• TEXTO DE ORIGEN:
☆ ☆ ☆ ☆

DEL TEATRO BALINÉS (3)
No es posible asimilar
enteramente este espectáculo, que nos asalta con una sobreabundancia de
impresiones, cada una más rica que la otra; y en un lenguaje del que ya hemos
perdido aparentemente la clave; y esta imposibilidad de retomar el hilo, de cobrar
la presa -de aproximar la oreja al instrumento para oír mejor- provoca una
irritación que es un encanto más del espectáculo. Y no entiendo por lenguaje un
idioma indescifrable que oímos por primera vez, sino justamente esa suerte de
lenguaje teatral extraño a toda lengua
hablada, un lenguaje que parece comunicar una abrumadora experiencia
escénica, de modo que comparadas con ella nuestras producciones exclusivamente
dialogadas parecen meros balbuceos.
Lo más sorprendente, en
efecto, en este espectáculo -tan ajeno a nuestras concepciones occidentales del
teatro que muchos le negarán toda cualidad teatral, a pesar de ser la más
hermosa manifestación de teatro puro que hayamos podido ver aquí-, lo más
sorprendente y desconcertante para europeos como nosotros es la admirable
intelectualidad que crepita en toda la trama ceñida y sutil de los gestos, en
las modulaciones infinitamente variadas de la voz, en esta lluvia sonora que
parece caer en un inmenso bosque, en los entrelazamientos también sonoros de
los ademanes. Entre un gesto y un grito o un sonido no hay transición: ¡todo se
corresponde como a través de raros canales abiertos en el espíritu mismo!
Hay aquí toda una serie
de gestos rituales cuya clave no poseemos, y que parecen obedecer a
indicaciones musicales, extremadamente precisas, con algo más que no pertenece
generalmente a la música y parece destinado a envolver el pensamiento, a
perseguirlo, a apresarlo en un sistema inextricable y cierto. En efecto, todo
en este teatro está calculado con una encantadora y matemática minucia. Nada
queda librado a la casualidad o a la iniciativa personal. Es una especie de
danza superior, donde los bailarines fueran ante todo actores.

☆ ☆ ☆ ☆

• DATOS PROPORCIONADOS:
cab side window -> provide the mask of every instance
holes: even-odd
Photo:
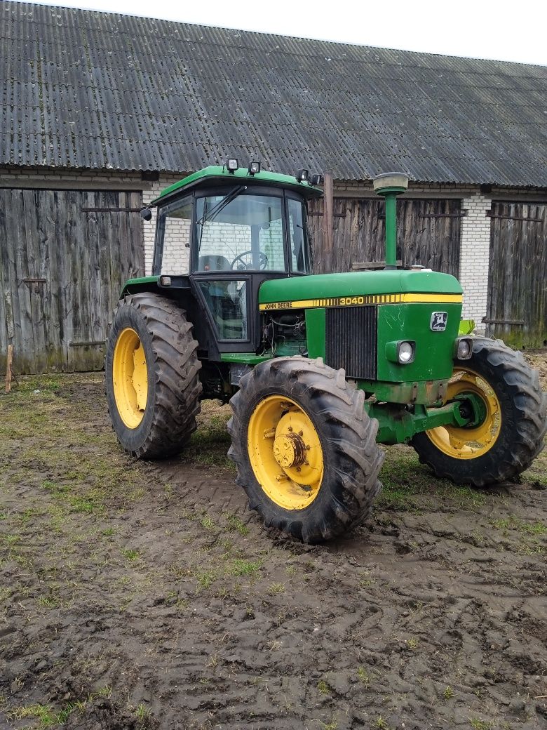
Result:
[[[185,276],[190,273],[193,199],[177,200],[158,211],[155,274]]]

☆ ☆ ☆ ☆

• TAREA ASIGNADA 1: Copia del texto sobre el teatro balinés el fragmento que empieza con "Hay aquí toda" y sigue hasta "ante todo actores.".
• TAREA ASIGNADA 2: Resume en dos oraciones el texto sobre el teatro balinés.
• TAREA ASIGNADA 3: En el texto sobre el teatro balinés, ¿con qué se compara este teatro en la última oración?
Los datos no tienen ninguna relación con el texto sobre el teatro balinés.

• RESPUESTA FINAL 1:
Hay aquí toda una serie
de gestos rituales cuya clave no poseemos, y que parecen obedecer a
indicaciones musicales, extremadamente precisas, con algo más que no pertenece
generalmente a la música y parece destinado a envolver el pensamiento, a
perseguirlo, a apresarlo en un sistema inextricable y cierto. En efecto, todo
en este teatro está calculado con una encantadora y matemática minucia. Nada
queda librado a la casualidad o a la iniciativa personal. Es una especie de
danza superior, donde los bailarines fueran ante todo actores.

• RESPUESTA FINAL 2: Es un espectáculo que no se puede asimilar del todo y que usa un lenguaje teatral ajeno a toda lengua hablada, frente al cual las obras solo dialogadas parecen meros balbuceos. Sorprende por la intelectualidad de sus gestos, voces y sonidos, que se corresponden sin transición, y todo en él está calculado con una minucia matemática, como una danza superior cuyos bailarines son ante todo actores.

• RESPUESTA FINAL 3: Con una especie de danza superior, donde los bailarines fueran ante todo actores.